▶

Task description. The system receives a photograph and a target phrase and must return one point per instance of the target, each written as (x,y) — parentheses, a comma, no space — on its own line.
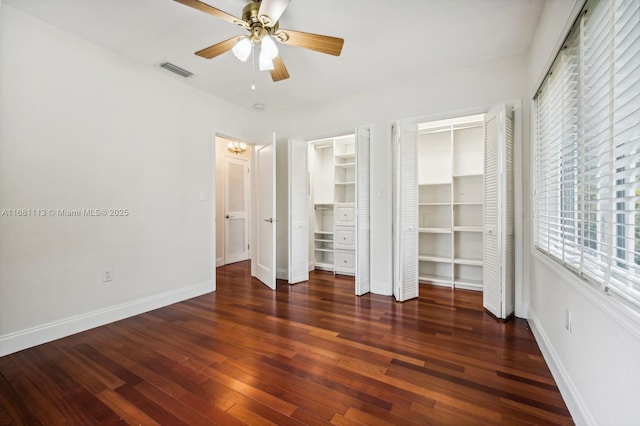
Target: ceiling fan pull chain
(253,72)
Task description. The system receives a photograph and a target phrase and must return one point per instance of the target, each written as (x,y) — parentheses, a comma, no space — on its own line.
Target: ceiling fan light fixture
(242,49)
(266,63)
(236,147)
(268,47)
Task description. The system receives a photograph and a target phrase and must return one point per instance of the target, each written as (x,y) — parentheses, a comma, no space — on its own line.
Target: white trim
(213,211)
(576,405)
(282,274)
(627,317)
(23,339)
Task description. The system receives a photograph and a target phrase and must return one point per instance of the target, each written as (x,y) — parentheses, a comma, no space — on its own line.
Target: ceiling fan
(260,18)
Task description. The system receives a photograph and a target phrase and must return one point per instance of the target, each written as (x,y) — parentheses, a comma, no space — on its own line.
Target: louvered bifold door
(498,242)
(405,284)
(492,283)
(298,212)
(363,222)
(508,244)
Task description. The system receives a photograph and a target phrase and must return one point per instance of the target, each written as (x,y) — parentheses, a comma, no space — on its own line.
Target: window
(587,150)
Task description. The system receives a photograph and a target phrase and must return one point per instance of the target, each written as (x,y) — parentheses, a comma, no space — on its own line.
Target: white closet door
(363,219)
(298,212)
(498,270)
(405,231)
(509,271)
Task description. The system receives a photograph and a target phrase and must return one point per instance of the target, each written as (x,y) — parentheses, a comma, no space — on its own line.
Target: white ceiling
(386,42)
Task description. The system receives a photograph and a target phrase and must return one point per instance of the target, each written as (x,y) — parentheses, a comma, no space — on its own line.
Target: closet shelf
(468,228)
(461,282)
(435,230)
(435,279)
(346,155)
(468,261)
(468,175)
(434,183)
(430,258)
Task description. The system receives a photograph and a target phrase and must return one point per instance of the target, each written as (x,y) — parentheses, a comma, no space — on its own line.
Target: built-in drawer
(345,261)
(345,237)
(345,214)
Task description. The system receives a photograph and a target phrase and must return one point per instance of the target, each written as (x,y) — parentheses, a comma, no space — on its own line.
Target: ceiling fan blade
(280,71)
(319,43)
(271,11)
(217,49)
(203,7)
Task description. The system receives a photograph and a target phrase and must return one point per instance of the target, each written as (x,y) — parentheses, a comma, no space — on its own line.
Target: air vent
(176,69)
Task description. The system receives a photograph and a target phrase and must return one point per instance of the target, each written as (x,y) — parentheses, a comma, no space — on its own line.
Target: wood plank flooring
(312,353)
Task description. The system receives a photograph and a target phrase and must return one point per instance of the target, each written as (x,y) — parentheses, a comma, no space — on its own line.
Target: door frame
(226,160)
(213,193)
(258,216)
(523,238)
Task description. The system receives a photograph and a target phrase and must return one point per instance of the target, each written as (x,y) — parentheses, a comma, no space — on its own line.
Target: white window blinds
(587,154)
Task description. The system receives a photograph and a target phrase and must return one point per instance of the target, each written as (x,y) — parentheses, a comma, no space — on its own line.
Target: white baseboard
(17,341)
(576,405)
(282,274)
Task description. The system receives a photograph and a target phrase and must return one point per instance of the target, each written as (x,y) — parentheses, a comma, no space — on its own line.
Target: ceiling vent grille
(176,69)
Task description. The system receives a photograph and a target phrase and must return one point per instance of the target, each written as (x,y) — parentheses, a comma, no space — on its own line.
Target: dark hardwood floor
(312,353)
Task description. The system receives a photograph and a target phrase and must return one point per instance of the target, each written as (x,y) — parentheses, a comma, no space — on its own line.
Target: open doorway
(233,201)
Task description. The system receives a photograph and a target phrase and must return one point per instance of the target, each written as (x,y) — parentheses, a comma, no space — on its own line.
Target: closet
(450,202)
(333,193)
(329,217)
(453,207)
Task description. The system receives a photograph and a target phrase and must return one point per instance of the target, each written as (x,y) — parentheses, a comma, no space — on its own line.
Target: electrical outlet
(107,274)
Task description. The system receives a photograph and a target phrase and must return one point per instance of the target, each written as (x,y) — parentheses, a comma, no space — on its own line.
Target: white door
(363,218)
(498,270)
(298,212)
(236,202)
(263,262)
(405,212)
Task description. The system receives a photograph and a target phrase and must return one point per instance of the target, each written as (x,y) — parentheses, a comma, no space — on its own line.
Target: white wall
(81,128)
(221,154)
(463,91)
(596,364)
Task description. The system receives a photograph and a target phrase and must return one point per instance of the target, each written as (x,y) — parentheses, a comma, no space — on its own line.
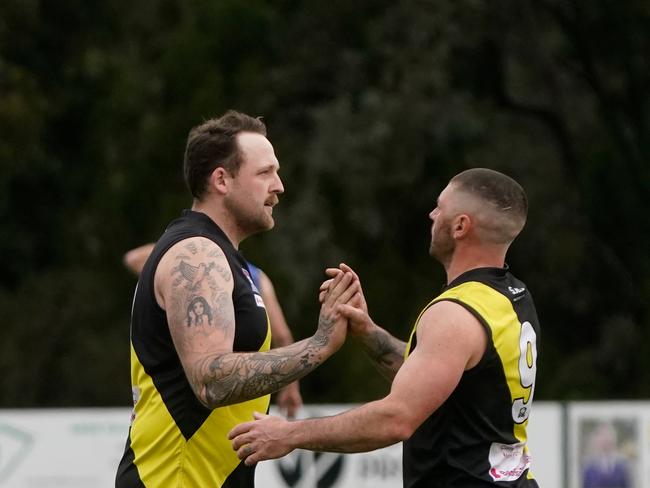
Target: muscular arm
(194,285)
(450,340)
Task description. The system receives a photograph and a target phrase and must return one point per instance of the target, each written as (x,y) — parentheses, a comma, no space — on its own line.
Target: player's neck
(222,218)
(467,258)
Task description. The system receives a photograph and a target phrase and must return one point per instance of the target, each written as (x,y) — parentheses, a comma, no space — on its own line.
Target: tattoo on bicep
(199,312)
(236,377)
(191,246)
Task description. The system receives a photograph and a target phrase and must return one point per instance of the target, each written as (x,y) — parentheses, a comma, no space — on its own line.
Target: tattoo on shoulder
(199,312)
(191,246)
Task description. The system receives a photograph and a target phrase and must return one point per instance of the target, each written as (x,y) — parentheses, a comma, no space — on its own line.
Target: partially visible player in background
(288,399)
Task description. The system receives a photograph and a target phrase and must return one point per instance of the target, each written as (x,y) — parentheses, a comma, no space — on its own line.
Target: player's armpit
(194,286)
(450,340)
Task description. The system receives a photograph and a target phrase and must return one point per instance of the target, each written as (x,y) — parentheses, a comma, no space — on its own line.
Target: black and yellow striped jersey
(478,436)
(174,441)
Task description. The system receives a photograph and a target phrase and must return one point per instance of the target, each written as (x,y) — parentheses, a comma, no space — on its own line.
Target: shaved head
(496,202)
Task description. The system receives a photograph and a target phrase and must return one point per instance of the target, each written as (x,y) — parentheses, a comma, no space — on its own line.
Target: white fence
(75,448)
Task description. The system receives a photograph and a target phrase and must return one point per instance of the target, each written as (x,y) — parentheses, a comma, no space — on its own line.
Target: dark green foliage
(371,106)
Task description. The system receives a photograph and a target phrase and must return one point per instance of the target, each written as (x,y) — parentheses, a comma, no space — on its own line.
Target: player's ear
(220,180)
(461,226)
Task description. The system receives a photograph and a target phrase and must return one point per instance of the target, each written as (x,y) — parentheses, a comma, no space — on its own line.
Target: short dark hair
(213,144)
(503,192)
(502,195)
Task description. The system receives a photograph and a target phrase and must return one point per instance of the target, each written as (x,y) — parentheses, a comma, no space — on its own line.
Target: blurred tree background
(371,106)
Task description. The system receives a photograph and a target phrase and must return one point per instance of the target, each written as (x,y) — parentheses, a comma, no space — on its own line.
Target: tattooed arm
(385,350)
(194,286)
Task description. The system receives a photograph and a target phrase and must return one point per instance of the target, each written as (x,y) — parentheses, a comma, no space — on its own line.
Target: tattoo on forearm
(237,377)
(386,351)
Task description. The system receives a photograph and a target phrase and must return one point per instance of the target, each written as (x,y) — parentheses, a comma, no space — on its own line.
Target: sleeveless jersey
(477,438)
(174,441)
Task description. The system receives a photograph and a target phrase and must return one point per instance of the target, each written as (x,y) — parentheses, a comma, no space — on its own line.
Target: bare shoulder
(450,327)
(191,264)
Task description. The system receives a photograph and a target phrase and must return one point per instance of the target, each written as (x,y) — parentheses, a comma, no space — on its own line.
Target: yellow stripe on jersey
(497,312)
(162,455)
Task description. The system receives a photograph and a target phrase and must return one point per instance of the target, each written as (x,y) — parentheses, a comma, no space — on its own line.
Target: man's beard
(249,222)
(442,244)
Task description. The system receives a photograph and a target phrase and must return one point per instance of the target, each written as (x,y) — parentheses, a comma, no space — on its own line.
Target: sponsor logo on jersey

◀

* Task
Return the whole listing word for word. Pictures stay out of it.

* Completed task
Task description. The system receives a photograph and a target phrase and must return one point per instance of the target, each written as (x,y) — parentheses, a comma, no space — on its own line.
Target: ceiling fan pull chain
(253,72)
Task description. The system receives a photograph and a target phrase and must return one point per instance of the target, each written as (x,y) — parentheses, a comma, no space — on its own line.
Target: ceiling fan light fixture
(242,49)
(266,63)
(236,147)
(268,47)
Task description. The system receives a photograph and a target phrase and must return one point per instance of the target, each written as (x,y) — parentheses, a comma, no space — on its own line.
Target: white trim
(213,211)
(576,405)
(282,274)
(627,317)
(23,339)
Task description. The system receives a photograph and a target phrase and must return one point per instance of the target, each written as (x,y) — parentheses, a comma, no space — on its own line.
Target: ceiling fan
(260,18)
Task description. The system receives a photograph and a target phrase and must return one point per instance of the target, each written as (x,y) — parentheses, a comma, no space — on its own line.
Target: louvered bifold door
(498,242)
(405,284)
(492,283)
(298,212)
(363,222)
(508,244)
Task description. The system receives a photograph and a target phrase and must return one point per instance of the target, each written as (x,y) — parentheses, a comma, no space — on its own line.
Target: window
(587,150)
Task description. The system receives a photograph and a target phrase and must return one point per instance of the target, each written as (x,y) — parentheses, a comma, no space — on its own line.
Target: white closet door
(363,219)
(298,212)
(498,270)
(405,231)
(509,271)
Task description. The system receives a photograph and a target phrase and must return one point per instance of the target, each written as (x,y) — parentheses, a comma, no space — on its own line.
Target: white ceiling
(386,42)
Task description. The system receives a photograph and a target phrase and must return one point per instance of the target, each written as (x,y) — parentheses, a comma, no space — on its own line.
Target: closet shelf
(468,228)
(461,282)
(435,230)
(435,279)
(346,155)
(468,261)
(468,175)
(434,183)
(430,258)
Task description. The system receives a photograph and a target phrase and must return one point per instance of the target, each written as (x,y) — parentheses, a comma, no space — on its own line.
Target: built-in drawer
(345,261)
(345,237)
(345,214)
Task description. The system receives a photograph and a target phrase and must return one point per instance of the target, each written as (x,y) — parentheses, a comma, no space — on its own line.
Target: ceiling fan blade
(280,71)
(319,43)
(271,11)
(217,49)
(203,7)
Task description. The system receives a photograph and a target phrase and must return one point per instance of the target, each written as (x,y) — parentheses, a comma, no space — on its own line.
Target: air vent
(176,69)
Task description. The system receives a photograph and a target phrase and must return one point per instance of the target, each written as (x,y) — parentheses, a comma, no space — on its own line.
Target: wood plank flooring
(312,353)
Task description. The system receives a photograph and a target phrase and must return one point per instance of the target, each written as (x,y) — parentheses, a comma, no space — on its own line.
Target: door frame
(226,160)
(213,193)
(258,216)
(523,238)
Task description. The system receives a photograph and a target phrase and must return one point per instance of the target, each written as (x,y) — parentheses, a comma, no space — on its own line.
Target: white window blinds
(587,154)
Task description. The system receives a photograph and a target phrase and must return one point per instance of the target, each written as (x,y) — parentheses, a comma, no space — on its own line.
Target: white baseboard
(17,341)
(576,405)
(282,274)
Task description. The system receives a photograph and a target phrase and must return one point per instance of the target, each written as (x,y) — parentheses, a comma, no space — on its own line.
Target: ceiling vent grille
(176,69)
Task description. The system receives a photograph and a target phrase and must return one point per instance of the target, each written as (x,y) — parentheses, a comma, no space — on its own line.
Target: dark hardwood floor
(312,353)
Task description. The system receives a photograph and a target phrase and must return one point per instance of the target, each written as (x,y) — parentheses, a comma, no space — on its own line.
Target: open doorway
(233,201)
Task description. The system receives a photograph and a target phrase and must return one point per instance of the target, each written as (x,y) — parentheses, a comma, no space — on its own line.
Target: closet
(450,202)
(333,193)
(329,217)
(453,207)
Task description. The system receives a photograph and a target phrase and must return one point per instance of the target, each written as (x,y) — parentheses, a comma, no space — on its own line.
Target: electrical outlet
(107,274)
Task description. The system receives a photograph and a target phrase and must return one point per instance of the target, each written as (x,y) — parentheses, a comma, no space — on its own line.
Target: white door
(363,218)
(498,270)
(298,212)
(236,202)
(263,262)
(405,212)
Task description. The system receives a photograph and a target phrase and must return one point per instance of the target, each written as (x,y) — parentheses, a comma, no space — on its own line.
Target: white wall
(81,128)
(221,154)
(463,91)
(596,364)
Task description. The system receives a photograph and a target phrase and must return one point per instance of the target, each written as (x,y) — parentheses, a comma, no space — on its own line.
Target: muscular arm
(194,285)
(450,340)
Task description. The system receives a photograph and a target phrase and must return one point per instance of the target, each written as (x,y) — parentheses, a comma, no space — on its own line.
Target: player's neck
(222,218)
(467,258)
Task description. The system receives a photograph and a target phrase and must return one point per instance of the target, each written as (x,y) — parentheses, a comma, no space — on its own line.
Target: tattoo on bicep
(199,312)
(236,377)
(191,246)
Task description. The system receives a photograph and a target phrase and must return one point per instance of the target, each written as (x,y) — parentheses, a comma, no space — on its own line.
Target: tattoo on shoulder
(199,312)
(191,246)
Task description. The system receives a photograph and a target phrase and must return one point per instance of the target, each written as (x,y) — parentheses, a comma, no space — on its own line.
Target: partially visible player in background
(288,399)
Task description. The system receives a photograph and a target phrase and must return one point per instance of the target, each written as (x,y) — parentheses, a comma, no space — on its own line.
Target: player's armpit
(194,286)
(450,340)
Task description. The system receives a photograph and a target phrase and must return one point per instance of the target, each written as (x,y) — parentheses, a comma, no space — on its own line.
Target: black and yellow striped jersey
(478,436)
(174,441)
Task description. The system receives a photograph and a target phrase and must return one point per instance of the target, each written as (x,y) — parentheses, a comma, no space — on its own line.
Target: shaved head
(496,202)
Task description. The system receives a photograph and a target phrase and must return one point per instance of the target, each written as (x,y) — parentheses, a comma, no space — on its own line.
Target: white fence
(75,448)
Task description. The system receives a photograph and a target phrase and must return one point per instance of the target, each written as (x,y) — parentheses, a comma, no space — on its own line.
Target: dark green foliage
(371,106)
Task description. The system receives a photograph and a target phrase and must return one point per instance of the target, each written as (x,y) — parentheses, a comma, no space — on its own line.
Target: player's ear
(220,180)
(461,226)
Task description. The system receives a photograph and a target phrase and must return one point per instance of the target, each written as (x,y) — parentheses, a comma, no space — on its own line.
Target: short dark hair
(213,144)
(503,192)
(502,195)
Task description. The system receives a photograph and a target phrase and must return one point per instance of the target, each written as (x,y) — parentheses, a comma, no space — on its own line.
Target: blurred tree background
(371,106)
Task description. The system receives a photograph and a target phrase and must return one point per instance of the target, each written as (x,y) — parentheses, a comma, no space — on its own line.
Target: tattooed arm
(385,350)
(194,286)
Task description. The system receives a photograph and a target phrase and must return one point per instance of the target, each written as (x,y) — parentheses, a comma, no space — on its own line.
Target: tattoo on forearm
(237,377)
(386,351)
Task description. The system receives a photograph and a target phrase and must return one point per instance of the target, each written as (x,y) — parentheses, a comma, no space — on its own line.
Target: sleeveless jersey
(477,438)
(174,441)
Task description. The system receives a photograph and a target phrase and must return one point per instance of the target, each written as (x,y) — parentheses, a comma, no space — on its own line.
Target: bare shoulder
(450,327)
(191,264)
Task description. The system receives a photograph and a target phrase and must return one point per instance of the target, each written as (x,y) — parentheses, a comma, no space — on its own line.
Target: yellow stripe on jersey
(497,312)
(162,455)
Task description. The system receives a photograph and a target phrase and must return one point per instance of the target, each written as (x,y) — parentheses, a comma, no space — on its own line.
Target: man's beard
(249,222)
(442,244)
Task description. The system receives a photograph and a target phrase and must return one point per instance of the target, each written as (x,y) — parentheses, a comma, no space — on its own line.
Target: sponsor logo on jersey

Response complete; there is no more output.